----- Extrait fourni

CALOUSTE SARKIS GULBENKIAN                         Un bien mystérieux Monsieur 5 %                   Un prodigieux destin                                   Gérard Saccoccini

15 Mai 2022

Pectorale à la libellule. René Latique. Fondation Gulbenkian Lisbonne 

Doté d’une immense double culture, orientale et occidentale, servi par une extraordinaire faculté de projection visionnaire et une prodigieuse qualité d’analyse des équilibres et enjeux économiques des débuts du 19ème siècle, Calouste Gulbenkian a été, avant tout, un véritable ‘architecte d’entreprises’ bien qu’il ait toujours récusé ce terme, alors même qu’il définissait à la perfection le concepteur de structures réunissant des nations aux intérêts divergents. Ses facultés de négociateur talentueux, flexible mais persévérant, en firent l’incontournable médiateur dans les négociations internationales pour l’exploitation des réserves de pétrole de l’Irak actuel.

   Guidé par un goût artistique exceptionnel, il s’attacha avec passion, tout au long de sa vie, à réunir une importante collection éclectique et unique d’œuvres d’art.

   Calouste Sarkis Gulbenkian vient au monde, le 23 mars 1869, dans le district de Scutari (Usküdar) dont le cadre paisible de jardins et de résidences cossues domine le quartier aux allures de village autour de la mosquée Mihrimah.

   Il va grandir dans la luxueuse résidence familiale dominant le Bosphore, élevé par des nurses anglaises et françaises. Il fréquente le Lycée Saint-Joseph de Scutari où il apprend le français.

 A l’âge de 14 ans, il part pour le comptoir familial de Marseille afin de parfaire sa maîtrise du français.   Il rejoint ensuite Londres pour apprendre l’anglais au King’s Collège. Il y étudie l’ingénierie pétrolière, se forme à la mentalité anglo-saxonne et perçoit très vite les enjeux stratégiques du pétrole. Il se distingue particulièrement en physique et devient maître de conférences en 1887. Cette formation lui donnera la dimension, l’envergure et les talents de négociateurs qui lui permettront de constituer sa colossale fortune. 

  Un voyage à Bakou lui inspire la rédaction de plusieurs rapports pour de grands périodiques français. En 1891, il publie La Transcaucasie et la péninsule d’Apchéron - Souvenirs de voyage, dont certains chapitres figurent dans la Revue des Deux Mondes.

----------

> [Exercices à faire]
[a] Reformulez sous forme de liste le paragraphe de l'extrait sur Gulbenkian qui commence par « A l'âge de 14 ans », en gardant ses faits principaux.
[b] Renvoyez tel quel le passage de l'extrait sur Gulbenkian compris entre "Pectorale à la" et "de l’Irak actuel.", ces deux bornes incluses.
Le listing ne sert à rien pour ce travail.

----- Données à examiner

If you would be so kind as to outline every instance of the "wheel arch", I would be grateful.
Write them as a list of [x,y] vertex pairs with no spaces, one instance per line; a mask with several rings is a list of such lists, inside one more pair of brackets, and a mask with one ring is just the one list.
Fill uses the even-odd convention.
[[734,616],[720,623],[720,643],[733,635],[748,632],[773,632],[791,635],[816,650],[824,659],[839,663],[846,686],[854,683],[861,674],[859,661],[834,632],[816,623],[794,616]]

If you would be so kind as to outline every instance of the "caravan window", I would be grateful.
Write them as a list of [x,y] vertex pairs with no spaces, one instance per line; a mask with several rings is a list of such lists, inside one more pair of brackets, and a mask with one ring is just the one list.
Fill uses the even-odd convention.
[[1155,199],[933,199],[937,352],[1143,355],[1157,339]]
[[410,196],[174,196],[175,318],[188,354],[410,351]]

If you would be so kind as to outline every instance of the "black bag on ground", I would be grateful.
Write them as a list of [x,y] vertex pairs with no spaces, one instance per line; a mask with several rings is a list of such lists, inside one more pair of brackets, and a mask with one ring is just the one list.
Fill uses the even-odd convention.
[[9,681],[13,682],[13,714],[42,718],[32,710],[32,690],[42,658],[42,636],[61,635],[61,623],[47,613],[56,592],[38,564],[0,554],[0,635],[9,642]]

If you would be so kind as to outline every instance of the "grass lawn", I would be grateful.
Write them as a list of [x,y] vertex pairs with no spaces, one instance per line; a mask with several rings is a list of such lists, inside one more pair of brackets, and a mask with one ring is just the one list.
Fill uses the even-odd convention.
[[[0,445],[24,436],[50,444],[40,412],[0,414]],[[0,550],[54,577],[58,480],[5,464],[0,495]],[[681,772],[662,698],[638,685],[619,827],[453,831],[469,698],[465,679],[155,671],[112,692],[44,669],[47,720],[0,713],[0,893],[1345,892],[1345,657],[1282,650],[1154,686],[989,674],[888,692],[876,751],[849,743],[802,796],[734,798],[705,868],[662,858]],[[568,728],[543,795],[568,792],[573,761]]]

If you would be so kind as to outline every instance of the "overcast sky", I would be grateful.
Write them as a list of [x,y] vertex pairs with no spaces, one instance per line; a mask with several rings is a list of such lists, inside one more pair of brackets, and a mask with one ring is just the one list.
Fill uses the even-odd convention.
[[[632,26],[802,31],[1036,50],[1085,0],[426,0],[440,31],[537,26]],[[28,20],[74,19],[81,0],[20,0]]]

----------

> [Réponses proposées]
[a]
- À 14 ans, il part au comptoir familial de Marseille pour améliorer son français.
- Il va ensuite à Londres apprendre l'anglais au King's Collège.
- Il y étudie l'ingénierie pétrolière, s'imprègne de la mentalité anglo-saxonne et comprend vite les enjeux stratégiques du pétrole.
- Il brille surtout en physique et devient maître de conférences en 1887.
- Cette formation lui donne les talents de négociateur qui lui permettront de bâtir son immense fortune.

[b]
Pectorale à la libellule. René Latique. Fondation Gulbenkian Lisbonne 

Doté d’une immense double culture, orientale et occidentale, servi par une extraordinaire faculté de projection visionnaire et une prodigieuse qualité d’analyse des équilibres et enjeux économiques des débuts du 19ème siècle, Calouste Gulbenkian a été, avant tout, un véritable ‘architecte d’entreprises’ bien qu’il ait toujours récusé ce terme, alors même qu’il définissait à la perfection le concepteur de structures réunissant des nations aux intérêts divergents. Ses facultés de négociateur talentueux, flexible mais persévérant, en firent l’incontournable médiateur dans les négociations internationales pour l’exploitation des réserves de pétrole de l’Irak actuel.